GIVEN TASK -
Which lines of the material below contain the word "rear"? Return every one of those lines in full, treating uppercase and lowercase as different.

RECORDS FOR THE TASK -

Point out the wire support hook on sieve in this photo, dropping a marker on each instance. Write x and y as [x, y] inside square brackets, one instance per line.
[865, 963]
...
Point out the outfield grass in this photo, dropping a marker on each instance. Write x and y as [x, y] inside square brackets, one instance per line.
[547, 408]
* * *
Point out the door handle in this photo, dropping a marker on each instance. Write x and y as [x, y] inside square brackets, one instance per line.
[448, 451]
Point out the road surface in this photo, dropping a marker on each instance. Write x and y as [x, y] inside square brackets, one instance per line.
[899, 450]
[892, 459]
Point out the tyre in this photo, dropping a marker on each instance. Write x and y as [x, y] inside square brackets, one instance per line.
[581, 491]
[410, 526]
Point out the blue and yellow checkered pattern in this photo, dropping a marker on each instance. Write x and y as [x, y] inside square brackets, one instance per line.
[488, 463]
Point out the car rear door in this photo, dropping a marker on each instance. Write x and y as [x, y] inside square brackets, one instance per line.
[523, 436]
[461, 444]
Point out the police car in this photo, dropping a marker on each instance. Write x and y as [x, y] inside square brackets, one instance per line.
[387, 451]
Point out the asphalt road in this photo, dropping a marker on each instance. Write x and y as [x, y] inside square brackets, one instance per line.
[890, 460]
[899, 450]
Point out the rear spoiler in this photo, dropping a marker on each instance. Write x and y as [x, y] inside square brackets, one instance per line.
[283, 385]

ANSWER TO THIS TASK -
Point out the car rear door in this photo, dropping a marker on each instance. Write x and y as [x, y] inside square brackets, one instance per line.
Point out the rear spoiler in this photo, dropping a marker on each instance. Write x and y as [x, y] inside square brackets, one instance per line.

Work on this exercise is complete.